Request:
Scale the material from its first line up to and including the line with "xmin=346 ymin=221 xmax=400 ymax=318", writing out every line, requests included, and multiplying each bounding-box coordinate in the answers by 2.45, rounded to a whole number with halves rounded up. Leave the numbers in the requests and their sample coordinate formats unchanged.
--- Data for the task ---
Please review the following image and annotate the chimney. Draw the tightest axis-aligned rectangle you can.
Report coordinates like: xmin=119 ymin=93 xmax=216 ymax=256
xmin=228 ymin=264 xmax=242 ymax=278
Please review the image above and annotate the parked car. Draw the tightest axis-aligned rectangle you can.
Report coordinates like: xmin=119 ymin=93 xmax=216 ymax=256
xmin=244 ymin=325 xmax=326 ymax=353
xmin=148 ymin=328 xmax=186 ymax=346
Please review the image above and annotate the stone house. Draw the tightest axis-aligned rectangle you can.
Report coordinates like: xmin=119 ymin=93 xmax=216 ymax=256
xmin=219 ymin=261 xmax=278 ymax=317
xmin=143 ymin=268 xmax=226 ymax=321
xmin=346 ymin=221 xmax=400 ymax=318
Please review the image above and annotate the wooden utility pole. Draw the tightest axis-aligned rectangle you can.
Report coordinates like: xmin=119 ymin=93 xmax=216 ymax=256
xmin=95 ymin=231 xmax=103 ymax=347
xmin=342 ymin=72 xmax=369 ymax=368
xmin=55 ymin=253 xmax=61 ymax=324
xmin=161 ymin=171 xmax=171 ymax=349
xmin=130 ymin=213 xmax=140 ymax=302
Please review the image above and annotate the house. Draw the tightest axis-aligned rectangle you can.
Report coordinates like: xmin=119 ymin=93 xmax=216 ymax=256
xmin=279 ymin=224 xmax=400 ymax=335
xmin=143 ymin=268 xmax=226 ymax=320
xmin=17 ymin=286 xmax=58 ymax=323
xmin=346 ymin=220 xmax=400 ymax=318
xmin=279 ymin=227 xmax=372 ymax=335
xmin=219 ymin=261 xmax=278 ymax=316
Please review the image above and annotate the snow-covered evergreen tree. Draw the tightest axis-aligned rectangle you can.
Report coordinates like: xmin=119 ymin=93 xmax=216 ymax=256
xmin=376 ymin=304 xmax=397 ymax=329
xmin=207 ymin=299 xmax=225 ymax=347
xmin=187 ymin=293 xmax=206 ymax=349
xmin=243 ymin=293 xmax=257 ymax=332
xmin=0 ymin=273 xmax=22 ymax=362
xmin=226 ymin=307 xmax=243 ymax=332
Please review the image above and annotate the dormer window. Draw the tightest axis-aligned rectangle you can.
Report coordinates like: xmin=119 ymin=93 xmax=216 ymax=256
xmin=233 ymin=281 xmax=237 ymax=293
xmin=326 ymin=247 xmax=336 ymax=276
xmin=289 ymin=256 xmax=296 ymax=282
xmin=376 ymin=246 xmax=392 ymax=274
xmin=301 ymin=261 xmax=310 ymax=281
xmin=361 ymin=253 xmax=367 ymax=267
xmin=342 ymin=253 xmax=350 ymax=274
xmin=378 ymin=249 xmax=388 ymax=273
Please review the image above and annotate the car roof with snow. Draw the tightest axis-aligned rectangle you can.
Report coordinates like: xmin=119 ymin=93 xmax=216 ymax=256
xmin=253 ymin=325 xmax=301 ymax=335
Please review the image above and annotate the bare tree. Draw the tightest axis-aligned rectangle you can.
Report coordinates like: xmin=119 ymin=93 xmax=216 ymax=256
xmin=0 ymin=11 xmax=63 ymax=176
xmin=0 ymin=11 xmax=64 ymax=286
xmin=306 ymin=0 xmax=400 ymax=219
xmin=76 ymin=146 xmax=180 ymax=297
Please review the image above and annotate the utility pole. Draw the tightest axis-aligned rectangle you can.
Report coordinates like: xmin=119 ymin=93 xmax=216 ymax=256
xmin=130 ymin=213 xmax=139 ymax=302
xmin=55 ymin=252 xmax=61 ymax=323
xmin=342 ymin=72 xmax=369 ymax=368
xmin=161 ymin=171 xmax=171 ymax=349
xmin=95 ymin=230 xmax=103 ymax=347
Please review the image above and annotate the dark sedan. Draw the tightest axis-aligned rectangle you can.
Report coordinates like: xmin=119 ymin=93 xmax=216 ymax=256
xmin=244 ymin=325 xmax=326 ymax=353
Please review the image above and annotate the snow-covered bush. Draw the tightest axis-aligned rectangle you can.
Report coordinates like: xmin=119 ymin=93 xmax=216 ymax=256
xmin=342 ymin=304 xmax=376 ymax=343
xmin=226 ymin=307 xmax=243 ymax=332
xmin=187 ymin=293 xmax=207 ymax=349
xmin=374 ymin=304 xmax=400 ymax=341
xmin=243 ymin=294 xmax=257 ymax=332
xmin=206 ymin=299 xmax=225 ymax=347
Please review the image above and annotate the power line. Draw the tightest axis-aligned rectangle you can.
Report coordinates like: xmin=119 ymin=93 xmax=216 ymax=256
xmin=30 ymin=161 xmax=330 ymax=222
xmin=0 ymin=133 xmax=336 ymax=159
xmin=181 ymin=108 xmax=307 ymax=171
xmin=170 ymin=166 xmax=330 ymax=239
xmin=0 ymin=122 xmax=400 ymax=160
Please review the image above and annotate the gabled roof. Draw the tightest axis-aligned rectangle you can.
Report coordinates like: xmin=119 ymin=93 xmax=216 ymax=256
---
Solution to the exercise:
Please review the following image and annotate the chimney. Draw the tightest axis-aligned rectangle you can.
Report coordinates like: xmin=119 ymin=93 xmax=216 ymax=256
xmin=559 ymin=647 xmax=593 ymax=681
Please review the image above and annotate the parked car. Draw the tightest axis-aligned rectangle you can.
Report coordinates like: xmin=119 ymin=93 xmax=216 ymax=256
xmin=598 ymin=796 xmax=799 ymax=865
xmin=363 ymin=804 xmax=456 ymax=848
Please review the image above and annotate the stone house. Draw the tightest axis-aligned rectangle you can.
Report coordinates like: xmin=119 ymin=93 xmax=216 ymax=256
xmin=537 ymin=639 xmax=681 ymax=777
xmin=350 ymin=657 xmax=554 ymax=786
xmin=848 ymin=541 xmax=980 ymax=779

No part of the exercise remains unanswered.